» THE PROBLEM
Express the entries as a Markdown table, covering everything from the line containing "of the store" down to the line containing "x=549 y=198", with both of those lines included. Use a Row column for the row number and a Text column for the line itself, and leave out any blank lines.

» RECORD EXCERPTS
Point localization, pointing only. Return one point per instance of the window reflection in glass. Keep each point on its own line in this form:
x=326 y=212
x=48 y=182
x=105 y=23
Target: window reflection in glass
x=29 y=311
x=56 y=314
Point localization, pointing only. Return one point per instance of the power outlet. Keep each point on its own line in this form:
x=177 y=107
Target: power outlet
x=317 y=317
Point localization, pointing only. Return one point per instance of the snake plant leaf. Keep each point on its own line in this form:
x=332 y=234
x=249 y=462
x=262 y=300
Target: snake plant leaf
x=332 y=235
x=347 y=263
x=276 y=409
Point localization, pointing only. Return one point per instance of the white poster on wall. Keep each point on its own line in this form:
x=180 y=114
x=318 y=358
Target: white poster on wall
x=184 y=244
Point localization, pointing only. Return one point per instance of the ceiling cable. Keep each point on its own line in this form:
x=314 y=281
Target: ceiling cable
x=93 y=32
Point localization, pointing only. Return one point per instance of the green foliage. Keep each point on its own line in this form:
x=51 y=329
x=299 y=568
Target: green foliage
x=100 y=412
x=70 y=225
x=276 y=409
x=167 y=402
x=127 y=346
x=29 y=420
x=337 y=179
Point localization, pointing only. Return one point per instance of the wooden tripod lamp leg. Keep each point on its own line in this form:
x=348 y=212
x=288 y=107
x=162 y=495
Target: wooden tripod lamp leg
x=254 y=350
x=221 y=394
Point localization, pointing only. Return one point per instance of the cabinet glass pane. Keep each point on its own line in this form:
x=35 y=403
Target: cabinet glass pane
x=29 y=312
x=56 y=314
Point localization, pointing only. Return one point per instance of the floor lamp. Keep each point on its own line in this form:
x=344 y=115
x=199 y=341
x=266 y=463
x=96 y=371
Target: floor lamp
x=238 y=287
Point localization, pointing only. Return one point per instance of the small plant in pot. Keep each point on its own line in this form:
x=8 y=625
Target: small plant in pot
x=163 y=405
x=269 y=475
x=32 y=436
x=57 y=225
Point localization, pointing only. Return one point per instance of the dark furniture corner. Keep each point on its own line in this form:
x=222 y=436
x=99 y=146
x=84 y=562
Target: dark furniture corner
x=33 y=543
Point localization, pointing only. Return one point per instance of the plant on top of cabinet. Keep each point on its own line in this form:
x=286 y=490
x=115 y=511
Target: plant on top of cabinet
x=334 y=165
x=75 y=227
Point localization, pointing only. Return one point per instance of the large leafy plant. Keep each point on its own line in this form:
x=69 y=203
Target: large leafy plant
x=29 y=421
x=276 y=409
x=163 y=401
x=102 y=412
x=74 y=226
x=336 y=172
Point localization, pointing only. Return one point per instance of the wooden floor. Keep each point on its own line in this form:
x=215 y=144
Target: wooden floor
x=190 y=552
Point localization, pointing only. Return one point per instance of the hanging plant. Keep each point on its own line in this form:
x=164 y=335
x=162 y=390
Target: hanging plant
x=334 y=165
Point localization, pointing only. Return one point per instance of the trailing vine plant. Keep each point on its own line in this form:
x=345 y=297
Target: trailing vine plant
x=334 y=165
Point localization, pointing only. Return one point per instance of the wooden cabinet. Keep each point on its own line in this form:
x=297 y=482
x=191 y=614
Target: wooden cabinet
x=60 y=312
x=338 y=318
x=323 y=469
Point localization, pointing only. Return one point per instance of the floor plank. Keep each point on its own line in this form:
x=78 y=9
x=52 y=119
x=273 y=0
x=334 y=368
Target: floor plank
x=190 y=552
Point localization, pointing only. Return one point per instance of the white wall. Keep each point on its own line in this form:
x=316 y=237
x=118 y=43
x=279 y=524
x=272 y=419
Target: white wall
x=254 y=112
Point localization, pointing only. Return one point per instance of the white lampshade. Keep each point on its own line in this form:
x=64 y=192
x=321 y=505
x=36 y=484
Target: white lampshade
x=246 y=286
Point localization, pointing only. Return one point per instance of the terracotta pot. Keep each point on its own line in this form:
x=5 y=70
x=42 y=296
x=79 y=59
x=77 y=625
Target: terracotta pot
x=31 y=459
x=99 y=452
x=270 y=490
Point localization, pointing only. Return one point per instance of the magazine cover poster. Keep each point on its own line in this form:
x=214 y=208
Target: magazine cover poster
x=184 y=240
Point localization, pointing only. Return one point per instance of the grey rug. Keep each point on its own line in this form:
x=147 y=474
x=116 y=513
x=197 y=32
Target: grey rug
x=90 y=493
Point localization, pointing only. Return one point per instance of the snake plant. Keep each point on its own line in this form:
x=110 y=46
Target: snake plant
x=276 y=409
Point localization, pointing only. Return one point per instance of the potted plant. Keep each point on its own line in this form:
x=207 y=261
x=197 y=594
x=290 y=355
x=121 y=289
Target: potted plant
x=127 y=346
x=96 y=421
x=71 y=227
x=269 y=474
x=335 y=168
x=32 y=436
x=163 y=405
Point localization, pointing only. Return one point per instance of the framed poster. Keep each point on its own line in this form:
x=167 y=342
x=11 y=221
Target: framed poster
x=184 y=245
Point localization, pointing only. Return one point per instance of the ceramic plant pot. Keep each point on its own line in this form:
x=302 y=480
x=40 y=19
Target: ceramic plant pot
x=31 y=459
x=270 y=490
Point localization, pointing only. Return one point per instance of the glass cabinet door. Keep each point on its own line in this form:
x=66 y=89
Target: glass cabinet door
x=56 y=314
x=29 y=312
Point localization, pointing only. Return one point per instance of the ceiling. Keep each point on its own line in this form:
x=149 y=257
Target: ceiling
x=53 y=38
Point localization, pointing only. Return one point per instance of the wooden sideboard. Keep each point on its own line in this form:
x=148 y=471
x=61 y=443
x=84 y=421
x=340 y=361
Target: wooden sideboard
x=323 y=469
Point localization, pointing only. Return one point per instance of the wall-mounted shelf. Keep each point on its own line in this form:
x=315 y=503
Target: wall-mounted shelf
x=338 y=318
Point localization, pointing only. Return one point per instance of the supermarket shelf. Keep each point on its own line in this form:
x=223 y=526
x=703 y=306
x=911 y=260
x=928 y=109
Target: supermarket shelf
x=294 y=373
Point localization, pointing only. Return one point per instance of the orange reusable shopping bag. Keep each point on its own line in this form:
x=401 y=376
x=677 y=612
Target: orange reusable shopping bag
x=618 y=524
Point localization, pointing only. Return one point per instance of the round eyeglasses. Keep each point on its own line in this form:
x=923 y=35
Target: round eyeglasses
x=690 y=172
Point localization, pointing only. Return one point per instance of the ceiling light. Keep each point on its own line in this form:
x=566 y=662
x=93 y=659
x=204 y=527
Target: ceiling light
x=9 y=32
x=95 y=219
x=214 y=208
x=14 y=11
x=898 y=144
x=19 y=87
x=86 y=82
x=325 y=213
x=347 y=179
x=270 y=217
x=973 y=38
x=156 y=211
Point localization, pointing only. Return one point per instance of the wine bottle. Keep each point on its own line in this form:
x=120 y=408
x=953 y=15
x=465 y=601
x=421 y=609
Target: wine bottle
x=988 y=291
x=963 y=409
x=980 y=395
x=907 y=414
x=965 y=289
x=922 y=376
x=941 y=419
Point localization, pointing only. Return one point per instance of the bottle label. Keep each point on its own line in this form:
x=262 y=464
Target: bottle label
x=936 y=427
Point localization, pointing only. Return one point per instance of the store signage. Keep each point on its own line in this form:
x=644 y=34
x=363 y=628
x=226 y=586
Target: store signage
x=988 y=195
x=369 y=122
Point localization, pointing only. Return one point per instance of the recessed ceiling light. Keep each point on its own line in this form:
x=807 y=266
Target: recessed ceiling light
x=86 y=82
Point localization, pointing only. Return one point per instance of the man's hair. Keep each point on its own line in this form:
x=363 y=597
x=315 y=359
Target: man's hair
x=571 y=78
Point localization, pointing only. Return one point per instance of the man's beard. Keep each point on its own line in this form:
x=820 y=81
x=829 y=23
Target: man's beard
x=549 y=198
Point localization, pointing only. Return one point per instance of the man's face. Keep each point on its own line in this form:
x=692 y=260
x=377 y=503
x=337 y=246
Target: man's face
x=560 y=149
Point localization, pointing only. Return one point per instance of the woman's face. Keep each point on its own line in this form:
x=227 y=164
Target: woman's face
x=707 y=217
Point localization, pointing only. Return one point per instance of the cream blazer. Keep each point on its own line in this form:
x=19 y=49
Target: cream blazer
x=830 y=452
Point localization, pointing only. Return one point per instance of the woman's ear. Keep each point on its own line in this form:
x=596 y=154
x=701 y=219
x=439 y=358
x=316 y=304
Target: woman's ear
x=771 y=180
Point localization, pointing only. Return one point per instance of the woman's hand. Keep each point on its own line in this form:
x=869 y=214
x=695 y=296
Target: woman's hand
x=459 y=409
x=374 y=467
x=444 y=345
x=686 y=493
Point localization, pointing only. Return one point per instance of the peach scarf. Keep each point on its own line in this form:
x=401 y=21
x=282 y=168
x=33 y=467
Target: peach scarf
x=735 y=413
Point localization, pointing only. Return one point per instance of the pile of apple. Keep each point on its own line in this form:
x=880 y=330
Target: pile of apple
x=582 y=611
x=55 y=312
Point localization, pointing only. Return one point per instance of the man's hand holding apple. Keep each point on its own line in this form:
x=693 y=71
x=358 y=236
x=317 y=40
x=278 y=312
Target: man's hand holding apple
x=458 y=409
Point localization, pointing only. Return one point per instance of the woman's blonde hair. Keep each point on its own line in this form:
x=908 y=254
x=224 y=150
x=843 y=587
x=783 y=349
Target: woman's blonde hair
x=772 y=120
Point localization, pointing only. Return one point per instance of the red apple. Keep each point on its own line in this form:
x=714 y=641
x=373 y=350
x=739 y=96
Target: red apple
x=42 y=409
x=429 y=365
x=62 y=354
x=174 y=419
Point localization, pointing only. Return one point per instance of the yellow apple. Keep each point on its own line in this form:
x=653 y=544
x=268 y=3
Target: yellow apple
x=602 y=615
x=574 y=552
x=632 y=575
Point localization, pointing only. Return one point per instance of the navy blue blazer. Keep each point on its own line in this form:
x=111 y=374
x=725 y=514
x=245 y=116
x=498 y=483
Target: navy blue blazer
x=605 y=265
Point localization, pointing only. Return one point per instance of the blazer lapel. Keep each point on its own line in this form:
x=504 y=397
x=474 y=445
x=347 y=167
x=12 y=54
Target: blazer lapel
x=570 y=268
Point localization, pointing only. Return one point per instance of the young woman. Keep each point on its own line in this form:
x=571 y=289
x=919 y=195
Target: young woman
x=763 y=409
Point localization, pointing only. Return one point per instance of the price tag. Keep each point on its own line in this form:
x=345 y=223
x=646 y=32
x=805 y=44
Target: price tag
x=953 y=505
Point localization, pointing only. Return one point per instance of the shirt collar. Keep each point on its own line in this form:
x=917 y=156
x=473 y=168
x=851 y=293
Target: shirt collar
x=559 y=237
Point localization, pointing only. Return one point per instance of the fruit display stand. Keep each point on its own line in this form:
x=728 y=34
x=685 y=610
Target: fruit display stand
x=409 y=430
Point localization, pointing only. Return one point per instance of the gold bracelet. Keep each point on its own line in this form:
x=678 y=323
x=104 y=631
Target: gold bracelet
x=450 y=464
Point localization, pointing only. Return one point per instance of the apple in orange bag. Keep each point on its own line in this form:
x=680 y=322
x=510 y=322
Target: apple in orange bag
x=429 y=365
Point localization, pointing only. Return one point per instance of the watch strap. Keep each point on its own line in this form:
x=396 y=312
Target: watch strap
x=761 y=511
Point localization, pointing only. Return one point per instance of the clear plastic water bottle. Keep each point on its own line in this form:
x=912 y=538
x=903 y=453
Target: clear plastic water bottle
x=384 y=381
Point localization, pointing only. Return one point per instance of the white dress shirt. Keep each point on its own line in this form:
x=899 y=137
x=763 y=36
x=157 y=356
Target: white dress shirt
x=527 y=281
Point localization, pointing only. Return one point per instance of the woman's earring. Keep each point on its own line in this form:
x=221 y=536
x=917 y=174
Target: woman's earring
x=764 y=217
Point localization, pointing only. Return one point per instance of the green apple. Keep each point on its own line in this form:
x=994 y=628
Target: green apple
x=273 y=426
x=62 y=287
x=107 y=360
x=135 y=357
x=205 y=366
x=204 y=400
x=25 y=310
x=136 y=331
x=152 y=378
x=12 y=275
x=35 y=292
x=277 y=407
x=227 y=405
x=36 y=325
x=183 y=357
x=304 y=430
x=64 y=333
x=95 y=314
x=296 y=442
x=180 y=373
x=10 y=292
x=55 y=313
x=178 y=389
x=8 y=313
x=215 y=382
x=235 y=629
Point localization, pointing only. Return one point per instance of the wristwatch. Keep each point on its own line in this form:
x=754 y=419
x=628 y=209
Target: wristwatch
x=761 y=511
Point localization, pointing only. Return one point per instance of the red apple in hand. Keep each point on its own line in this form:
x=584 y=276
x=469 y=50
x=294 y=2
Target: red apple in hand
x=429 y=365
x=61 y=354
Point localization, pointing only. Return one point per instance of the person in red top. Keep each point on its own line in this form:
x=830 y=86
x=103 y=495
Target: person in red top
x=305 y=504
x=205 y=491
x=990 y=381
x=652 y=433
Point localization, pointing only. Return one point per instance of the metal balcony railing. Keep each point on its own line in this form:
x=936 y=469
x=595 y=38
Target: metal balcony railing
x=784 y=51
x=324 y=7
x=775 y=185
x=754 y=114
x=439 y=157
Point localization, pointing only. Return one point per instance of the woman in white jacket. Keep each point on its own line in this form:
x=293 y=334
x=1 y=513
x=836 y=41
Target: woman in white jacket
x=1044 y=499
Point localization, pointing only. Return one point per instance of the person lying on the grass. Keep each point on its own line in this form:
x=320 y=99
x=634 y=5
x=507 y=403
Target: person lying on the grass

» WRITTEN ANSWER
| Row | Text |
|---|---|
| 1 | Point localization, pointing only. Return one point per instance of the store signage. Keep each point on its own line in this form: |
| 2 | x=644 y=34 |
| 3 | x=363 y=628 |
| 4 | x=226 y=586 |
| 5 | Target: store signage |
| 6 | x=988 y=195 |
| 7 | x=369 y=122 |
| 8 | Point localization, pointing only. Return one point per instance of the recessed ceiling light. Keep each point on its own line in this form: |
| 9 | x=807 y=266 |
| 10 | Target: recessed ceiling light |
| 11 | x=86 y=82 |
| 12 | Point localization, pointing only. Return one point per instance of the man's hair. Keep each point on its own line in this form: |
| 13 | x=363 y=597 |
| 14 | x=315 y=359 |
| 15 | Target: man's hair |
| 16 | x=571 y=78 |
| 17 | Point localization, pointing only. Return one point per instance of the man's beard. Keep each point on its own line in this form: |
| 18 | x=820 y=81 |
| 19 | x=829 y=23 |
| 20 | Target: man's beard |
| 21 | x=549 y=198 |